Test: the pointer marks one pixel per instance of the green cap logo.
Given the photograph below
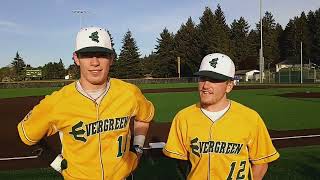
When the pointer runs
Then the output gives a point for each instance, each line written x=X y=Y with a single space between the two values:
x=94 y=36
x=214 y=62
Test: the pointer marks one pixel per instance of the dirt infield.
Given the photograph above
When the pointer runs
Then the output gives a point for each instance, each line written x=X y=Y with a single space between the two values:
x=14 y=109
x=301 y=95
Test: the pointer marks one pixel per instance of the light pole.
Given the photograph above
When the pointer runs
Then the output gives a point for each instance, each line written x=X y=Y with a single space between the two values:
x=80 y=13
x=261 y=59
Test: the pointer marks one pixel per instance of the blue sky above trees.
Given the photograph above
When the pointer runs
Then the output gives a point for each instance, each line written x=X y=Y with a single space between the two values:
x=44 y=30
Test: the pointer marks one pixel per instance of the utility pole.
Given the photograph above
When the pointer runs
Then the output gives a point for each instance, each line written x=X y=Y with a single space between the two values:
x=301 y=81
x=261 y=58
x=80 y=13
x=178 y=61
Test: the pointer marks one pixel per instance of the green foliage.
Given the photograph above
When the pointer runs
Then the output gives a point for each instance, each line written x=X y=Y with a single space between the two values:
x=54 y=70
x=74 y=71
x=188 y=48
x=166 y=64
x=129 y=64
x=270 y=39
x=240 y=45
x=18 y=66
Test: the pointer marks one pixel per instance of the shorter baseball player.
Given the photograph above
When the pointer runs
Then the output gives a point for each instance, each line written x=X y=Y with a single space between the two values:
x=92 y=116
x=222 y=139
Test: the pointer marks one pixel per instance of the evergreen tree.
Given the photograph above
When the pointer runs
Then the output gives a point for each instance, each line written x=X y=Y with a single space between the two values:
x=251 y=61
x=206 y=33
x=222 y=32
x=129 y=65
x=74 y=71
x=166 y=65
x=313 y=20
x=18 y=66
x=239 y=35
x=187 y=48
x=270 y=39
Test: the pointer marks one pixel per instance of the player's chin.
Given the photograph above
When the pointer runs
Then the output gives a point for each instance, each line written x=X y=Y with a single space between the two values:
x=97 y=80
x=205 y=102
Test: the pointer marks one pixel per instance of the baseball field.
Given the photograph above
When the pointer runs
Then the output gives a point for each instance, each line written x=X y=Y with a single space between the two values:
x=291 y=114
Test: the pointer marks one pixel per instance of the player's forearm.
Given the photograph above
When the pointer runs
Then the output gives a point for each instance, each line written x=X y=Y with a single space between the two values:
x=259 y=170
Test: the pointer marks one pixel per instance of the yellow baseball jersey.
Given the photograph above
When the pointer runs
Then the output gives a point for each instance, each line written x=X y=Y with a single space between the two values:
x=95 y=137
x=224 y=149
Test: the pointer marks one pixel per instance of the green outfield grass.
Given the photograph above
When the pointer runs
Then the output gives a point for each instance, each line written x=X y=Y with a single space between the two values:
x=295 y=164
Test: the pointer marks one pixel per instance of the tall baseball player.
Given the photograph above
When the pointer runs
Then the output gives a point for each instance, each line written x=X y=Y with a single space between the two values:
x=222 y=139
x=92 y=116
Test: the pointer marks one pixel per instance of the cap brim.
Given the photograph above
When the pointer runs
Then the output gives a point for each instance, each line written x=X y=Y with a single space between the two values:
x=212 y=75
x=95 y=49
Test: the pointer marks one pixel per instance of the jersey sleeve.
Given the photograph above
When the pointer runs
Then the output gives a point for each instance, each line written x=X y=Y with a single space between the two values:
x=144 y=108
x=175 y=146
x=37 y=123
x=261 y=149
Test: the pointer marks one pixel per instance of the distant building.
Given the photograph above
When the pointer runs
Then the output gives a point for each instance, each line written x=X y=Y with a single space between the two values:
x=33 y=74
x=286 y=64
x=247 y=75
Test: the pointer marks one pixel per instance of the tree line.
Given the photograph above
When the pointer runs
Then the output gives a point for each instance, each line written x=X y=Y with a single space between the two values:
x=193 y=41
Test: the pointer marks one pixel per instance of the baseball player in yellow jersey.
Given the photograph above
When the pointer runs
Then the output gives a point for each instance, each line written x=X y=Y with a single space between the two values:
x=92 y=116
x=222 y=139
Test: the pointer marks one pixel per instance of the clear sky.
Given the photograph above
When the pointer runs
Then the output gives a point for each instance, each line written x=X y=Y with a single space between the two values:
x=44 y=30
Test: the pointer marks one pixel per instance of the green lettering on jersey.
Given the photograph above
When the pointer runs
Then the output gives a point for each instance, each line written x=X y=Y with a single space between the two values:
x=77 y=132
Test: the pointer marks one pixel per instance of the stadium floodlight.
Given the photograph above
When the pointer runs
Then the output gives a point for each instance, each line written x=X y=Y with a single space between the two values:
x=80 y=13
x=261 y=58
x=301 y=81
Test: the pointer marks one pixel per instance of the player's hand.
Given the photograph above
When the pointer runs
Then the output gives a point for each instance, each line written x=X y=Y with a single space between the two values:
x=138 y=150
x=44 y=151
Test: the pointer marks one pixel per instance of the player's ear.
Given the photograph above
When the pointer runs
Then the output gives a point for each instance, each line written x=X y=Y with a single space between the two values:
x=230 y=84
x=76 y=59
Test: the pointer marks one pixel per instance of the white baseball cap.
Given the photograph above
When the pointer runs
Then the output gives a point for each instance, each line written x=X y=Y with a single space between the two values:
x=93 y=39
x=216 y=66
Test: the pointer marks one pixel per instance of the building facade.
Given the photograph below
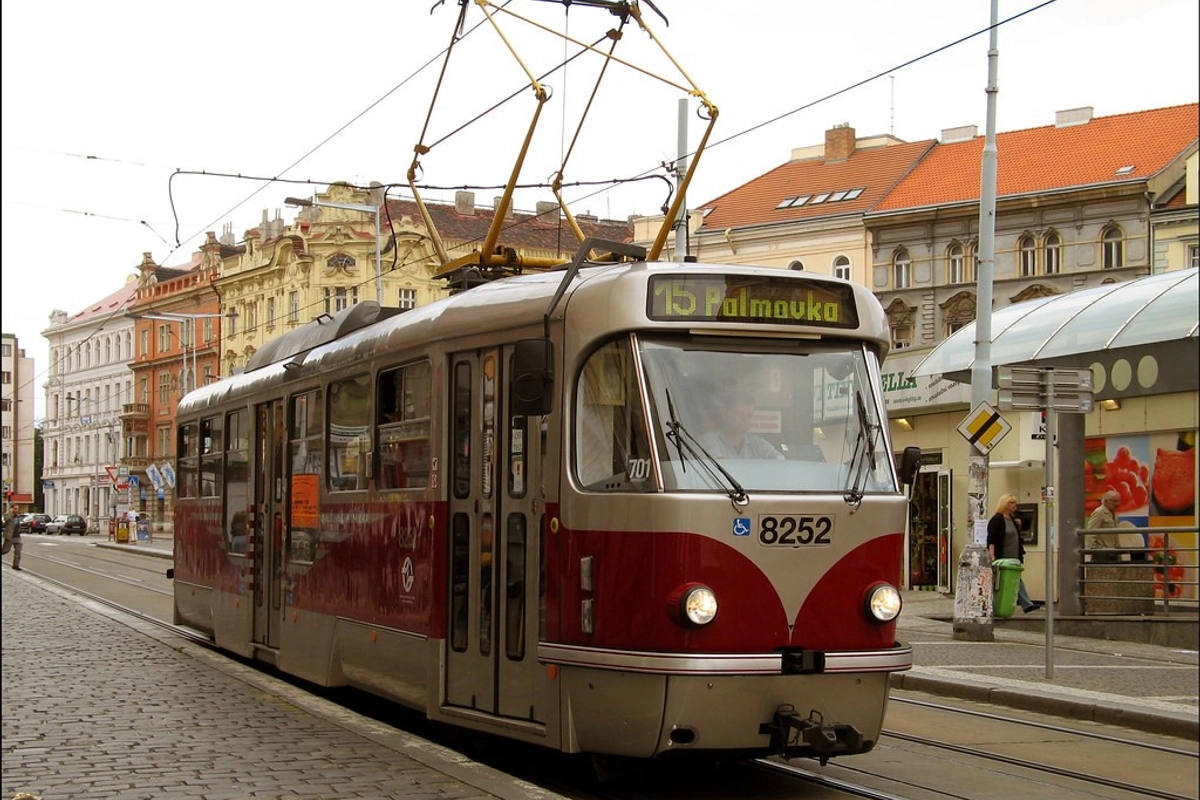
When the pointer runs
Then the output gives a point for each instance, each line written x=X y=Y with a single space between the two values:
x=87 y=388
x=1084 y=202
x=17 y=426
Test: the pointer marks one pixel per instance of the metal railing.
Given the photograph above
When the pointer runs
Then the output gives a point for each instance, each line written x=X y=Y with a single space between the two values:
x=1171 y=567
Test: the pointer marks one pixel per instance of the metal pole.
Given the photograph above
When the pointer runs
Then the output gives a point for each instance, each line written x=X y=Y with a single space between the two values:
x=378 y=263
x=973 y=601
x=1051 y=432
x=681 y=170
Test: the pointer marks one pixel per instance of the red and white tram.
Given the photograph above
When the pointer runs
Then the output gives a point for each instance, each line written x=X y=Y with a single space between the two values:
x=511 y=510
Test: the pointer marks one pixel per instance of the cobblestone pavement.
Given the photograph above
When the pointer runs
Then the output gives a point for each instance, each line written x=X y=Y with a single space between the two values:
x=96 y=707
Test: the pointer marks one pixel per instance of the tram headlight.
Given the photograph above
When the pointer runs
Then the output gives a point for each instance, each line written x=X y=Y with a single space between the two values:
x=693 y=605
x=883 y=602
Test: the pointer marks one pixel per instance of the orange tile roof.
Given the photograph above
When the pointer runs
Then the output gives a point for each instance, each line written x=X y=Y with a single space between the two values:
x=1043 y=158
x=111 y=306
x=874 y=169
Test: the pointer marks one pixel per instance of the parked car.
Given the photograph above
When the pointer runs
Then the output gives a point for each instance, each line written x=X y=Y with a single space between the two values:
x=67 y=523
x=34 y=523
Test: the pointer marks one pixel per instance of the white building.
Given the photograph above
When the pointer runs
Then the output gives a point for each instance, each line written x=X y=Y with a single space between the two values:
x=17 y=427
x=88 y=384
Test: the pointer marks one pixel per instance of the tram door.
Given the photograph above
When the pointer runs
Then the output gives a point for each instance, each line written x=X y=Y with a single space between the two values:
x=495 y=545
x=267 y=535
x=929 y=530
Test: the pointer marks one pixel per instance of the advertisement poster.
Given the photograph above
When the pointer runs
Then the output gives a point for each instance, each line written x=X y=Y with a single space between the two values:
x=1155 y=475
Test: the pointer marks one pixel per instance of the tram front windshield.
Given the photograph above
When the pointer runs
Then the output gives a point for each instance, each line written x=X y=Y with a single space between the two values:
x=703 y=414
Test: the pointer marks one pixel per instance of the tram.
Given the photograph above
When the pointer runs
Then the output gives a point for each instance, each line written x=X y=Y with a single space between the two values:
x=511 y=509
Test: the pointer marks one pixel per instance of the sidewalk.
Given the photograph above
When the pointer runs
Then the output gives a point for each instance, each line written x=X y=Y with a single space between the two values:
x=99 y=705
x=1141 y=686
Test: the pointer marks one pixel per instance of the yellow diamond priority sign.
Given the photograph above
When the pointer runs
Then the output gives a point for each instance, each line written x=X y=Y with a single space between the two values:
x=984 y=427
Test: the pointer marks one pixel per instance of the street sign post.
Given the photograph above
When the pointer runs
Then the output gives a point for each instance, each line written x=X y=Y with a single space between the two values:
x=984 y=427
x=1051 y=390
x=1032 y=389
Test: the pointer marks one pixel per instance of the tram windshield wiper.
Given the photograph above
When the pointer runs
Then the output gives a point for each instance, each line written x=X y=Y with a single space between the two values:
x=862 y=461
x=688 y=446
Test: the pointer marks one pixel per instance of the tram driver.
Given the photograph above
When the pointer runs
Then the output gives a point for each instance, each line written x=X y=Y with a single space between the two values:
x=731 y=437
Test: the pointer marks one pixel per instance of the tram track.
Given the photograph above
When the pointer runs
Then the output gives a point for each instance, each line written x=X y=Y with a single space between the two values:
x=877 y=775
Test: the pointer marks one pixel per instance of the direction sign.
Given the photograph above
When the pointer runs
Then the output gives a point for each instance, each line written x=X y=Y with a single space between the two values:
x=1031 y=389
x=984 y=427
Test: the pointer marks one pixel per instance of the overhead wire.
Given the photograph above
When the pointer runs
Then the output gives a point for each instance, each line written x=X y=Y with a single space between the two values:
x=645 y=174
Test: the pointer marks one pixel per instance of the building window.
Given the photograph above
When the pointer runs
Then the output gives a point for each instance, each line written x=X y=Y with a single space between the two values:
x=1029 y=257
x=901 y=270
x=957 y=265
x=841 y=268
x=1113 y=244
x=340 y=299
x=1054 y=254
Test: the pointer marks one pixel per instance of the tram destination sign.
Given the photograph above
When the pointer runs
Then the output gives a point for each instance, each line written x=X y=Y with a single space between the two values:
x=751 y=299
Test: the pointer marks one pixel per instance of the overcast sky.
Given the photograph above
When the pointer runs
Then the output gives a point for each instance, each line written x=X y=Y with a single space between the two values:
x=103 y=102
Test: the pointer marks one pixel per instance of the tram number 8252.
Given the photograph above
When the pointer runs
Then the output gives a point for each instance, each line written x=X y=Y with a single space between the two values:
x=795 y=531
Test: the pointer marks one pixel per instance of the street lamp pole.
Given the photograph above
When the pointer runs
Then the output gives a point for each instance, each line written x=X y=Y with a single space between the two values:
x=351 y=206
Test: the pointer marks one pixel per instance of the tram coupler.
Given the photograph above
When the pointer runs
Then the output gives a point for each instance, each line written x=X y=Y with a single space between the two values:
x=789 y=731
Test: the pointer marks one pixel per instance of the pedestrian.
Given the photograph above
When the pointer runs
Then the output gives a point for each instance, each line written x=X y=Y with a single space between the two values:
x=1005 y=542
x=12 y=537
x=1104 y=516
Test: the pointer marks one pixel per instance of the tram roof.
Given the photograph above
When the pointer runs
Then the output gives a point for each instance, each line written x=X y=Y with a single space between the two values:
x=361 y=330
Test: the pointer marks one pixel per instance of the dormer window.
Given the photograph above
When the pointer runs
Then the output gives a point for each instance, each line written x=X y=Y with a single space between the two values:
x=340 y=262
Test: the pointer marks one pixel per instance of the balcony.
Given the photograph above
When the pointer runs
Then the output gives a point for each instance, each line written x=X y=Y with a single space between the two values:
x=136 y=411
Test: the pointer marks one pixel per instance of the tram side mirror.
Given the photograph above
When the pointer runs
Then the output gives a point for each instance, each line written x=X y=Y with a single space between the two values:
x=533 y=377
x=910 y=463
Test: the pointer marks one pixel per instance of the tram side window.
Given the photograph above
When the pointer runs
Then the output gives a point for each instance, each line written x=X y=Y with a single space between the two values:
x=187 y=477
x=307 y=431
x=349 y=433
x=461 y=455
x=210 y=456
x=237 y=476
x=612 y=451
x=515 y=588
x=403 y=422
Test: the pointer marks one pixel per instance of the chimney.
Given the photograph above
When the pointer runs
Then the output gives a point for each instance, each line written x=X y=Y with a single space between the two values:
x=1071 y=116
x=839 y=142
x=961 y=133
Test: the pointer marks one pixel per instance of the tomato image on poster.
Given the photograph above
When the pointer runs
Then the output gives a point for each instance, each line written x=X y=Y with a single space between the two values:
x=1155 y=475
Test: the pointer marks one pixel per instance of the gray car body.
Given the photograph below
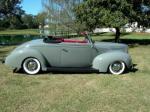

=======

- Your objective
Copy out, from the material above, each line in which the string "roof" is found.

- Solved exercise
Test: the pointer marks one pixel per instance of the orange tile roof.
Test: the pointer marks one pixel per instance of the tram roof.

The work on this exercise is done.